**Cose da fare**:
• a. Nel brano su Savignano Irpino, spiega in una-tre frasi perché l'autore dice di aver capito meglio dove stava andando quando si trovava all'altezza di Camporeale di Ariano Irpino.
• b. Riscrivi in forma più breve il paragrafo del brano su Savignano Irpino che comincia con «Partendo da Avellino», conservandone i fatti principali.
• c. Prosegui il brano su Savignano Irpino dopo la sua ultima frase.

**Brano proposto**:
L’Irpinia svelata: Savignano Irpino

Carmine Cicinelli

Carmine Cicinelli

Savignano I. - Centro storico (6)

Per la rubrica “L’Irpinia svelata” sono stato a Savignano Irpino. Vi ricordo le regole: un giorno qualsiasi della settimana, senza accordarmi con nessun esperto del luogo, informazioni solo da persone comuni, trovate per caso. E anche stavolta è stata una sorpresa…

Partendo da Avellino, Savignano Irpino è una delle mete più lontane da raggiungere. Occorre superare Ariano Irpino e sconfinare nella Valle del Cervaro, dove alla frazione Scalo, con tanto di passaggio a livello (trovato rigorosamente chiuso), comincia una bella salita. Un inerpicarsi di tornanti per raggiungere il centro storico di uno dei borghi più belli d’Italia.

In realtà un’idea più chiara di dove mi stessi recando l’ho avuta quando, all’altezza di Camporeale di Ariano Irpino, alzando gli occhi, ho potuto ammirare quello che mi è sembrato un dragone sdraiato su una sella. La sella è quella formata da due colli, il Tombola e il Calvario, in posizione dominante sul territorio sottostante, ed è la conformazione (molto caratteristica) di Savignano Irpino.

Arrivato al centro del paese parcheggio nella parte più alta. Più o meno nei pressi del Belvedere Tombola, un punto focale del paese. Qui c’è una panchina gigante, rossa, simbolo della lotta alla violenza sulle donne, da cui osservare un inestimabile panorama. Davanti si apre uno spazio infinito, con il paesino di Greci a salutarmi dall’altra parte della Valle del Cervaro. Incontro per caso Agostino, un gentilissimo signore sulla sessantina, col volto scavato dal lavoro e la disponibilità infinita. Mi dà qualche dritta. Mi consiglia di salire fin sopra al castello, sfruttando un camminamento ricavato proprio nella collina. In cima, accanto alla croce monumentale del colle Tombola, una sorta di croce di vetta che distingue questo colle rispetto agli altri in zona, un graditissimo binocolo dal quale apprezzare ancora meglio le meraviglie delle distese circostanti.

**Record grezzi**:
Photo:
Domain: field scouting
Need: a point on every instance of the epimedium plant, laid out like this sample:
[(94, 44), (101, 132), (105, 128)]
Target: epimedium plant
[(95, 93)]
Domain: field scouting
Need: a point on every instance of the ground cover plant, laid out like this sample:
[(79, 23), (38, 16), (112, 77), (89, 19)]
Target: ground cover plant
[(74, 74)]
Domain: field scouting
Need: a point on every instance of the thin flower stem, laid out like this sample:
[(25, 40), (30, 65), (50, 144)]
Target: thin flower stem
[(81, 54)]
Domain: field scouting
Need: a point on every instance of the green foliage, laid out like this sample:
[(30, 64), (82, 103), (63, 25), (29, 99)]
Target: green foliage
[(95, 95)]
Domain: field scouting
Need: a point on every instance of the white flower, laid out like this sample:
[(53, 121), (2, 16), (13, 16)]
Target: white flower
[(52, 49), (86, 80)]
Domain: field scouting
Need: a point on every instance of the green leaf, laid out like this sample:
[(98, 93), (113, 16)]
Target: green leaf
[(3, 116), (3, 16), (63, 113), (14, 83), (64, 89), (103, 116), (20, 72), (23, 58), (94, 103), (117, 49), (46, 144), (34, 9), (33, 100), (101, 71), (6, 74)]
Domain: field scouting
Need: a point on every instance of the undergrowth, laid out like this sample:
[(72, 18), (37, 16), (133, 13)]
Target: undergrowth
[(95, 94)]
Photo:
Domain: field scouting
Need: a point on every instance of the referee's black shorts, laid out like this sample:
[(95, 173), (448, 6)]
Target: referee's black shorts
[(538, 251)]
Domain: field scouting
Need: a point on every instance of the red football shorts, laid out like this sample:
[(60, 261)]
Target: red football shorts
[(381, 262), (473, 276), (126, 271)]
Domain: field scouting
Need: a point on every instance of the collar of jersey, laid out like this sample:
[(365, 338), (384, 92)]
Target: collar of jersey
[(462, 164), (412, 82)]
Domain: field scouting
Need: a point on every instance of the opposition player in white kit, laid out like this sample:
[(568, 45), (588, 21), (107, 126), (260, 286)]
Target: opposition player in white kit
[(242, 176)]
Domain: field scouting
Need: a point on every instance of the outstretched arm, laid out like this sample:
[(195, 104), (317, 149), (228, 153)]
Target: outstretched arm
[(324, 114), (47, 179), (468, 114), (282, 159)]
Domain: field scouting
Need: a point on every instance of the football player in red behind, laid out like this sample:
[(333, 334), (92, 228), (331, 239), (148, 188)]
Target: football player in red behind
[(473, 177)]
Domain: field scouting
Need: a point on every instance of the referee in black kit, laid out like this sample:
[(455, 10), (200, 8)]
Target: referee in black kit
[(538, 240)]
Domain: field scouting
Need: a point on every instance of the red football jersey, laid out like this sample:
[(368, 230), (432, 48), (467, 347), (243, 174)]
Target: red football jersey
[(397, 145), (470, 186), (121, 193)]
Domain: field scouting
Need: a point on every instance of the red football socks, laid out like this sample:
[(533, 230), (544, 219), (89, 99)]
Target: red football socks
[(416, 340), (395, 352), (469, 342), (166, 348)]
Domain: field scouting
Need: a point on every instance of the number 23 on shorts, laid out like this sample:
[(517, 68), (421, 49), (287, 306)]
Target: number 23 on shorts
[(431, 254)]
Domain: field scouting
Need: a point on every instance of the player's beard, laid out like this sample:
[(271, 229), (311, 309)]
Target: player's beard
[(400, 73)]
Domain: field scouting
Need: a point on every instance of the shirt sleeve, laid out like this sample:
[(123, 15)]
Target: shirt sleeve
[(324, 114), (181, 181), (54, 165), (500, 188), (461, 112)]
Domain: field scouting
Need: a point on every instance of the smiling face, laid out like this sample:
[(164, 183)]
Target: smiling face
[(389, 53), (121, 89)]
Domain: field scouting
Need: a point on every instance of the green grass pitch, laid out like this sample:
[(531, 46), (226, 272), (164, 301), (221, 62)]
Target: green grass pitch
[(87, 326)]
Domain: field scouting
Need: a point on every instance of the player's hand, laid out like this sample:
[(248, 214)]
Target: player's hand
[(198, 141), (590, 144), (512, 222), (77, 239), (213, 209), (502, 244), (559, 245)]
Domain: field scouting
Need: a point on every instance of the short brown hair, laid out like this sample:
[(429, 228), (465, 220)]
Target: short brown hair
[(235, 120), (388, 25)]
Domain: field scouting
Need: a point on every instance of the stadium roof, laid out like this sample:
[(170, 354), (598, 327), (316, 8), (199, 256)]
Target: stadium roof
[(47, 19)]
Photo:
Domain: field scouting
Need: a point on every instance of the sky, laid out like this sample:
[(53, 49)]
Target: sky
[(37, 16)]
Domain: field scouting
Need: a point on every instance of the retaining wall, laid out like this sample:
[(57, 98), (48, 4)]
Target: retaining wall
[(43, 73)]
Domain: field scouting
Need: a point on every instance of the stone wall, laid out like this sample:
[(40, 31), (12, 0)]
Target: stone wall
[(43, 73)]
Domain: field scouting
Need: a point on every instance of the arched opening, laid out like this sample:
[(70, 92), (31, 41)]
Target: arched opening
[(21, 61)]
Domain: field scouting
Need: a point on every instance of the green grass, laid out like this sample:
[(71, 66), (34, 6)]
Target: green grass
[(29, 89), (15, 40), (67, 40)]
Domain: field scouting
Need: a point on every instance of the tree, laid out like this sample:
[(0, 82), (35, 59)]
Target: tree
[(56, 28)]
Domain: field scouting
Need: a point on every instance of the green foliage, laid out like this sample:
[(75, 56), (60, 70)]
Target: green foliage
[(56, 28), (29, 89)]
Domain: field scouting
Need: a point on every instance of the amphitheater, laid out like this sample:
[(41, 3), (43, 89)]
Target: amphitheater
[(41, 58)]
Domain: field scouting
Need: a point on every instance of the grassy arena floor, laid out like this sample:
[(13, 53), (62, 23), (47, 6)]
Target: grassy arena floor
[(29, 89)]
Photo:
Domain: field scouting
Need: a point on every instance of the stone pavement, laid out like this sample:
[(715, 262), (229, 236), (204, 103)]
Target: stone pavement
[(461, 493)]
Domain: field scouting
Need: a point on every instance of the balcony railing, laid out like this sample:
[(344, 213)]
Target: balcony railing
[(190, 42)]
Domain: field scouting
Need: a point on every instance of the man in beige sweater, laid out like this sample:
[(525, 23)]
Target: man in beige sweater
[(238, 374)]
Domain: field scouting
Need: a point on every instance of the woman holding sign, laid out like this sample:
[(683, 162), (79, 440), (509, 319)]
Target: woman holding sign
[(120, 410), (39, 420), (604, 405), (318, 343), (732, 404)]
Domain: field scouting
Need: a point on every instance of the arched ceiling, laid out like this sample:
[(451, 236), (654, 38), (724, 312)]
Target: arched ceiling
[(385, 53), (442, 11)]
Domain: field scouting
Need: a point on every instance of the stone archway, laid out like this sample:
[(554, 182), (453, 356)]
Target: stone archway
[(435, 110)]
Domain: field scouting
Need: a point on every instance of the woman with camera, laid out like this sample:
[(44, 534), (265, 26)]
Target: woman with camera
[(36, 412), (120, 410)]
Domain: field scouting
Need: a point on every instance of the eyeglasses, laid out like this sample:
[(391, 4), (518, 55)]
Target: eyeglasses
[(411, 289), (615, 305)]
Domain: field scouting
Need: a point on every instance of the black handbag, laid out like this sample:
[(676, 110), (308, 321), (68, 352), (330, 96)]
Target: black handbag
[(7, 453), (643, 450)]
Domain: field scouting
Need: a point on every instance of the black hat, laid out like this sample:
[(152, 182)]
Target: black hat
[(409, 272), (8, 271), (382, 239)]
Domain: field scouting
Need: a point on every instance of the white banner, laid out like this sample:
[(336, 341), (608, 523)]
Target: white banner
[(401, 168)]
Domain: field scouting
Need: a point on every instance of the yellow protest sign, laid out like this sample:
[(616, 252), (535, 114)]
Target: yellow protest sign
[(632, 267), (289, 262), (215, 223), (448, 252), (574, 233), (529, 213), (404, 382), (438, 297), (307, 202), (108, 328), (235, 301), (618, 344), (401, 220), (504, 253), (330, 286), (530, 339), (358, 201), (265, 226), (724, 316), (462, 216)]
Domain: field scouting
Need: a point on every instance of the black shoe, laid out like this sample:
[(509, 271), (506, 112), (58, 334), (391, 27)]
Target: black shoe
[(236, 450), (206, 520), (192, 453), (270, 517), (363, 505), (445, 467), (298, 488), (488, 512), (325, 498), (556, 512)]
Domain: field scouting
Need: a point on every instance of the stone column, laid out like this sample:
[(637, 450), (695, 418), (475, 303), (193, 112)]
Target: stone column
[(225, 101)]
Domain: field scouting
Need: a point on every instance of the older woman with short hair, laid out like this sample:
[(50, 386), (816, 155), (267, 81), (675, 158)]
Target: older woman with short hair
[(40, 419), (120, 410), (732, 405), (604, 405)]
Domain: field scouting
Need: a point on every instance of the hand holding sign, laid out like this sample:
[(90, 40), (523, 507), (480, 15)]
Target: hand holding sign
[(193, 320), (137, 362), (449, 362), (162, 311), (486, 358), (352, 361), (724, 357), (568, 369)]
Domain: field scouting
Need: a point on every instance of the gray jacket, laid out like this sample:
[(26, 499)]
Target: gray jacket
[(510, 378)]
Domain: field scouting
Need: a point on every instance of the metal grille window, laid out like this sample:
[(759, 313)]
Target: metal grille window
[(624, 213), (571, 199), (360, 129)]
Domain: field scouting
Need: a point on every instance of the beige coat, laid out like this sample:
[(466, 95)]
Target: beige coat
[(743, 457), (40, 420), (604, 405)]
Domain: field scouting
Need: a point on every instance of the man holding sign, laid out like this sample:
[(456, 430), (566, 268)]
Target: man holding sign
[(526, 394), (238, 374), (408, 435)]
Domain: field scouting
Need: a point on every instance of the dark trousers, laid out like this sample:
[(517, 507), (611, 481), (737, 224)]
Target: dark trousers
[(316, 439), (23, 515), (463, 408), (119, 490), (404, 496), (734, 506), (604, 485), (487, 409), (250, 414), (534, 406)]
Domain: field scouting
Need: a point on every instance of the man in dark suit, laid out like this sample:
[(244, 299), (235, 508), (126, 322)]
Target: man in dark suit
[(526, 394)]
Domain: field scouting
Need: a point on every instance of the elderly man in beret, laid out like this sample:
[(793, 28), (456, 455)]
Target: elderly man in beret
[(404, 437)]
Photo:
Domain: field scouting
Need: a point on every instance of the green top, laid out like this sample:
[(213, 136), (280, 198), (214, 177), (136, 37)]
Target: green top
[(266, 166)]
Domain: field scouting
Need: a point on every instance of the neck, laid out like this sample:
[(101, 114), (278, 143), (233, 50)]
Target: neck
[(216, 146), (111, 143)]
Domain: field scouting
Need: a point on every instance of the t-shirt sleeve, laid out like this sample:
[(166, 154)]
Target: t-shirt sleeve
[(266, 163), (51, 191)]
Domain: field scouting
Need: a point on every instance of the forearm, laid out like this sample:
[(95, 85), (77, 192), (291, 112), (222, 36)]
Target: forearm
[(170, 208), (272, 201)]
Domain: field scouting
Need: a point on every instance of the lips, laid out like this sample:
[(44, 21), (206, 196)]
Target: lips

**Le risposte**:
• a. Alzando gli occhi, da lì ha visto quello che gli è sembrato un dragone sdraiato su una sella. La sella è formata dai colli Tombola e Calvario, e questa è la conformazione caratteristica di Savignano Irpino.

• b. Da Avellino, Savignano Irpino è una delle mete più lontane. Bisogna superare Ariano Irpino ed entrare nella Valle del Cervaro. Dalla frazione Scalo, dopo il passaggio a livello (trovato chiuso), una salita a tornanti porta al centro storico, uno dei borghi più belli d'Italia.

• c.
Agostino mi suggerisce di proseguire il mio viaggio portandomi sul Corso Vittorio Emanuele, la strada principale di Savignano Irpino, attorno a cui tutto si dipana. Prima però è doverosa una sosta per ammirare le mura perimetrali del Castello Guevara, costruzione diventata dimora signorile della famiglia basca da cui prende il nome, ma in origine fortificazione normanna nota fin dal VII secolo. Le sole mura perimetrali sono sufficienti per realizzare la grandezza del castello e la sua imponenza sull’abitato.

Come riscontrato in altri “Borghi più belli d’Italia“, anche a Savignano Irpino la pulizia delle strade la fa da padrona, così come l’adeguata presenza di indicazioni stradali, che consentono al turista (come in questo caso è accaduto a me) di orientrasi tranquillamente da solo (volendo si può anche accedere ad un sistema informativo tramite App del cellualare).

Dopo il castello mi dirigo verso la Chiesa principale, a completamento di un percorso che caratterizzava il nucleo originario del paese, un tempo racchiuso appunto tra il cosiddetto Castrum Sabinianum e l’edificio dedicato ai santi patroni di Savignano.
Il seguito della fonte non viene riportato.